As I was walking back down the mall, a very drunken man about 20 feet behind me started yelling at me.

He could only see me from behind – I was wearing cams.

“HEY SOLDIER!” he bellowed, “How many BABIES did you slaughter in Vietnam?”

I ignored him, and kept walking up to the pedestrian crossing onto Stanley Street.

“HEY AJ! I’M TALKING TO YOU!”

A little voice rang out in my head, repeating an instruction that someone must have given me at some point: “Do not respond to this situation. Pretend he’s not there.”

And on and on his tirade went, with a string of vitriol about soldiers being murderers, etc, etc. He kept his distance – so courageously – but kept up the heckling.

He didn’t realise I was a chaplain, and he didn’t realise how the people standing with me at the lights were becoming distressed by his attacks.

One enormous, muscly fellow standing next to me suddenly groaned, and turned around, and faced the heckler.

With a voice that could blast and shatter solid concrete he suddenly roared some very ferocious and formidable words that simply could not be printed here without the paper catching on fire.

> _Supplied records_:
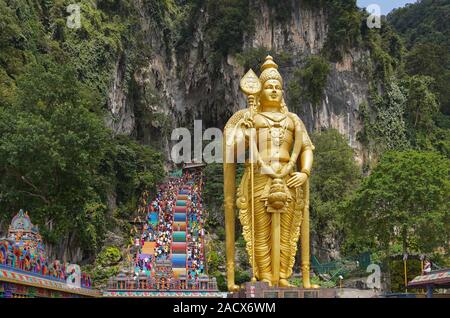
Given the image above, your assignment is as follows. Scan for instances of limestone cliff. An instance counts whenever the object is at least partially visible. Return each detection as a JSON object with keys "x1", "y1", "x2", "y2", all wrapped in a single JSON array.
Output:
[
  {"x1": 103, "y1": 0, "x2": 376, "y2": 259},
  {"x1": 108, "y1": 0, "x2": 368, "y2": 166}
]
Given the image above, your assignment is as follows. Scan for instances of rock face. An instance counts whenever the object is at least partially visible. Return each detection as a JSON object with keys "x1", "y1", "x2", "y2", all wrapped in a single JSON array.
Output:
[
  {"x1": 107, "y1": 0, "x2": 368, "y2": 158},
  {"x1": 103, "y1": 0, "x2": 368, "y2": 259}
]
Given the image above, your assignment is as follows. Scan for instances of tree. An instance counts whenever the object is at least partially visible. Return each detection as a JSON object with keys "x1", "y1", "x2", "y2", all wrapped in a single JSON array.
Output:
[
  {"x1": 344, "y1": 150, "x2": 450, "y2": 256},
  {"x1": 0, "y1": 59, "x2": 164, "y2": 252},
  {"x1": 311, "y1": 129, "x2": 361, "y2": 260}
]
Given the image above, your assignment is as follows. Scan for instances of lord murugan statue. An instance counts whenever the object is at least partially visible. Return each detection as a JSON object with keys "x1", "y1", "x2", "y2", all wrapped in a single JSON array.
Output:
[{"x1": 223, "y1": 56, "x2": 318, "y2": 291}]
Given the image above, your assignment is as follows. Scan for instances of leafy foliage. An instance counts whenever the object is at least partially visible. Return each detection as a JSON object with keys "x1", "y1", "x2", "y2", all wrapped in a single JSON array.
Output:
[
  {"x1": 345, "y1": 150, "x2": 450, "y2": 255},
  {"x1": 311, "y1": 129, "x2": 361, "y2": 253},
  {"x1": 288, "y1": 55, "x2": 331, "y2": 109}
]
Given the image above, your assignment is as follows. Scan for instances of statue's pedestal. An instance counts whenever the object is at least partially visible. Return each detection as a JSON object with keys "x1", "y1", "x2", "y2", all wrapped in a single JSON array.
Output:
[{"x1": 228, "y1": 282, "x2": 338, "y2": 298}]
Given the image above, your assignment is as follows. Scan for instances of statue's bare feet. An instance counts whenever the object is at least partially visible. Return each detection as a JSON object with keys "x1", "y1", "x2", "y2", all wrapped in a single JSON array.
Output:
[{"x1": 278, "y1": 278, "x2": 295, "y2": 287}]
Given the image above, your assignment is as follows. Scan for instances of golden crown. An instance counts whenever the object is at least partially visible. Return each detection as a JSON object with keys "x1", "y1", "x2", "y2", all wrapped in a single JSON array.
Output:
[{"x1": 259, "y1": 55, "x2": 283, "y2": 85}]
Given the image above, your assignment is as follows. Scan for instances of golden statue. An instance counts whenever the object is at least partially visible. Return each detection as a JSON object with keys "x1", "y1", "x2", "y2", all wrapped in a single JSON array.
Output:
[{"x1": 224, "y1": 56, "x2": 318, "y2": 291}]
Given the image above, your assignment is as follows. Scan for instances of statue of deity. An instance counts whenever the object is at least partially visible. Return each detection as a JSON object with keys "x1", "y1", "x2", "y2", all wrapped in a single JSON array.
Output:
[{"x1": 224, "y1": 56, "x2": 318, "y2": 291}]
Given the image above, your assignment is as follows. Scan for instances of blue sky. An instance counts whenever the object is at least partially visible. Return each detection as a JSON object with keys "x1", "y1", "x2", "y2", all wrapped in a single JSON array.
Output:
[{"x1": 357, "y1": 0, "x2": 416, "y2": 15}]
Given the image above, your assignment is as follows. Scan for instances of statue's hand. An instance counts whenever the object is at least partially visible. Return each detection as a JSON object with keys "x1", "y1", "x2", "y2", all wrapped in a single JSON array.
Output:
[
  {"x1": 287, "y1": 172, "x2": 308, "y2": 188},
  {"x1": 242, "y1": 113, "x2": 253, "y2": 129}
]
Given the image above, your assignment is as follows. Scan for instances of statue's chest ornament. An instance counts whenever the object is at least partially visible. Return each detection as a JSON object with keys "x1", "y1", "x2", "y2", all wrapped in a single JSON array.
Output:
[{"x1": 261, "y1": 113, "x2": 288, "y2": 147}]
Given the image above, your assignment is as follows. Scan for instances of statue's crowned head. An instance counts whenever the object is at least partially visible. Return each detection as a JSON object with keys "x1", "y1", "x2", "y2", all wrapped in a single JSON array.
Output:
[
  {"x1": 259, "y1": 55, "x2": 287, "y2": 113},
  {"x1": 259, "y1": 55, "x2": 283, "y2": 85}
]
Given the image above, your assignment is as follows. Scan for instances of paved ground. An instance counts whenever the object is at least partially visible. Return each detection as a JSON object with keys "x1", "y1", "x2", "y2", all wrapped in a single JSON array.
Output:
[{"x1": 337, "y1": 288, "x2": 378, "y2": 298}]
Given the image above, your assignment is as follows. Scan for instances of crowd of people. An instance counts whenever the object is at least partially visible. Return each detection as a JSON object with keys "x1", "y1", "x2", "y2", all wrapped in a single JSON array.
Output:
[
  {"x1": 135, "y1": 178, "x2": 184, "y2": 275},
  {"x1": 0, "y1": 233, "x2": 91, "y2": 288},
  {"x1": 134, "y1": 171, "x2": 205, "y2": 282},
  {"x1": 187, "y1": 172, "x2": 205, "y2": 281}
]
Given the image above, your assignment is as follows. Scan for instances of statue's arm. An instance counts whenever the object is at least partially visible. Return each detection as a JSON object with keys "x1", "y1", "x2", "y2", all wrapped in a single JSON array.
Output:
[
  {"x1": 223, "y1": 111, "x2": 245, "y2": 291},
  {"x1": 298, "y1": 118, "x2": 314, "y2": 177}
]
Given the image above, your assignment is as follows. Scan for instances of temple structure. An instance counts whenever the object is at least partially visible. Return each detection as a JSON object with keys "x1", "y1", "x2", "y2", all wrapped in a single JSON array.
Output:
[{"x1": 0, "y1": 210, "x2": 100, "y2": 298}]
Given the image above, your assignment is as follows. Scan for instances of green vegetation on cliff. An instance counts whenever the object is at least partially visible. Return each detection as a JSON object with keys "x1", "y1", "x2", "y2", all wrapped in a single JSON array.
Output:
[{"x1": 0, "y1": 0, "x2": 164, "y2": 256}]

> _Tasks for this exercise_:
A) In the story about the heckler, rewrite the paragraph beginning "And on and on his tirade went" more briefly, keeping its main facts.
B) In the story about the heckler, how far behind the narrator was the drunken man when he started yelling?
C) Summarize the story about the heckler in two sentences.

> _Responses by task_:
A) The heckler kept calling soldiers murderers, staying at a distance while continuing to shout.

B) About 20 feet behind.

C) While the narrator, a chaplain wearing cams, walked down the mall, a very drunken man behind kept shouting abuse about soldiers being murderers, and the narrator ignored him. The people waiting at the lights grew distressed, and an enormous, muscly man turned and roared ferocious words back at the heckler.